▶ DOCUMENT PASSAGE:
+ + + + + + +
AVS 55th International Symposium & Exhibition | |
Biomaterial Interfaces | Tuesday Sessions |
Session BI+NC-TuA |
Session: | Protein and Cells Interactions on Micro- and Nanofabricated Substrates |
Presenter: | J.W. Haycock, Sheffield University, UK |
Authors: | C. Murray-Dunning, Sheffield University, UK R. McKean, Sheffield University, UK A.J. Ryan, Sheffield University, UK S.L. McArthur, Sheffield University, UK J.W. Haycock, Sheffield University, UK |
Correspondent: | Click to Email |
Nerve guidance conduits (NGC) have considerable potential for repairing peripheral nerve gap injuries caused by trauma, with basic entubulation designs encouraging limited reinnervation of nerve fibres. Following transection injury, Schwann cells are essential for repair as they proliferate rapidly, clear debris and secrete growth factors. We have designed a closed loop bioreactor enabling us to seed Schwann cells into experimental NGCs comprised of uniaxially aligned poly-L-lactide microfibres. Cells were introduced in fibres (5-10µm diameter) varying in length from 10-80mm, contained within 1.2mm diameter silicone tubes and grown under static and flow conditions (0-5.0ml/min) for 24 - 96 hours. MTT and confocal live/dead analysis data showed that cell viability was considerably improved when given an initial 4 hour adhesion time followed by a 0.5ml/min flow rate. To optimise Schwann growth within aligned fibre scaffolds, we then investigated seeding cells onto aligned fibres which were surface modified by acrylic acid plasma deposition. Schwann cells were stained with live/dead and phalloidin-FITC fluorophores and analysed by confocal microscopy in 3D. Microfibre scaffolds revealed a high degree of uniaxial cell alignment and a 50% increase in cellular viability on acid surface treated fibres, verse uncoated PLLA fibres. In conclusion, the following NGC approach is readily adaptable for autologous and stem cell delivery methods for the pre-clinical investigation of 3D tissue models for peripheral nerve repair.
+ + + + + + +
▶ CHECK YOUR UNDERSTANDING:
#1 In the abstract, what flow rate followed the initial 4 hour adhesion time to considerably improve cell viability?
#2 Please list every author named in the abstract.
The material that comes next has no connection to the abstract.
+ + + + + + +
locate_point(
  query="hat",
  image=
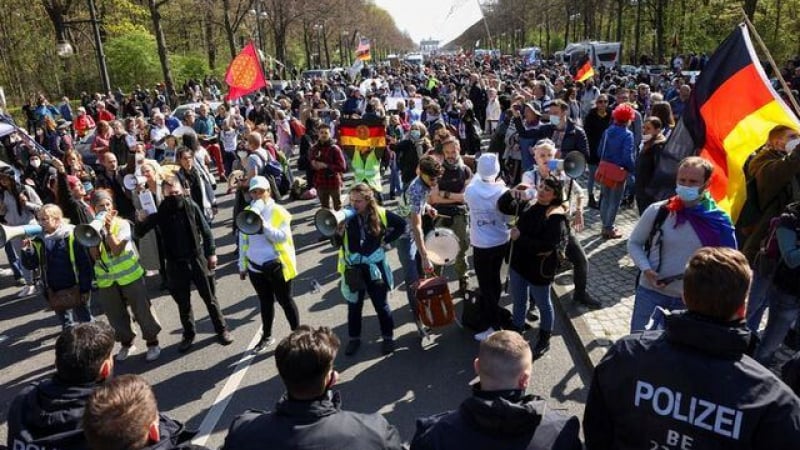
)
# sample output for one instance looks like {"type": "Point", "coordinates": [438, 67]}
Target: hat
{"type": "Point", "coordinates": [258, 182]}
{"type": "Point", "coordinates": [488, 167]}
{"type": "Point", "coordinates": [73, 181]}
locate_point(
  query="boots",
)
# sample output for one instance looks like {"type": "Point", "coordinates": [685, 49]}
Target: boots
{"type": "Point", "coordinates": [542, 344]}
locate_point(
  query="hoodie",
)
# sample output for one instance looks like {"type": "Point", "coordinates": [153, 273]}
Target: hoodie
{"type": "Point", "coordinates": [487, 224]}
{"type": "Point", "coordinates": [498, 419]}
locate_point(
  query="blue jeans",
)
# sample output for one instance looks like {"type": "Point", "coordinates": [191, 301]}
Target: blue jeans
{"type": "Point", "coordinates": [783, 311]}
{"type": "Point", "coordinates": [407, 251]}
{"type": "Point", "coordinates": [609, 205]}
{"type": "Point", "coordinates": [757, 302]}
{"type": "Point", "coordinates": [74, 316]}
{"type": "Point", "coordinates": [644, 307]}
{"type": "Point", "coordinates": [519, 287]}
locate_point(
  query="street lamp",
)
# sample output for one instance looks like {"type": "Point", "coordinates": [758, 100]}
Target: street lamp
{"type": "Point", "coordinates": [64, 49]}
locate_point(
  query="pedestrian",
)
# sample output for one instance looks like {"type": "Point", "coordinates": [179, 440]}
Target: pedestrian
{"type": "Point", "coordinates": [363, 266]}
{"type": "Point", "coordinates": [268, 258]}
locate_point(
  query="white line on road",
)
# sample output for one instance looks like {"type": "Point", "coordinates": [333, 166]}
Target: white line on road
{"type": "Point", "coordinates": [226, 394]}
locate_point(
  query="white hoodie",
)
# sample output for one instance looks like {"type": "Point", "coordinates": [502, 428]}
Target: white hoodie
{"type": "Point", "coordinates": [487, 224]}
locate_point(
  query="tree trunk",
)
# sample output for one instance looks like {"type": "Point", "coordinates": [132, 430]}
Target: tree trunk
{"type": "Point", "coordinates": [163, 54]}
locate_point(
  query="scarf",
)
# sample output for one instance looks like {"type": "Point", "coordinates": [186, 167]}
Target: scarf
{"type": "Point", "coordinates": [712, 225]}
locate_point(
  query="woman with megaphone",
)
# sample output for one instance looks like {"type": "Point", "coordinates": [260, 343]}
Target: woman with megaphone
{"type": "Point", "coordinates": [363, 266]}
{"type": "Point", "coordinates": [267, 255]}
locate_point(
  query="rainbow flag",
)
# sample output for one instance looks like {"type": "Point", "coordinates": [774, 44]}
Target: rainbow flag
+ + + + + + +
▶ RESPONSE LIST:
#1 0.5ml/min

#2
C. Murray-Dunning
R. McKean
A.J. Ryan
S.L. McArthur
J.W. Haycock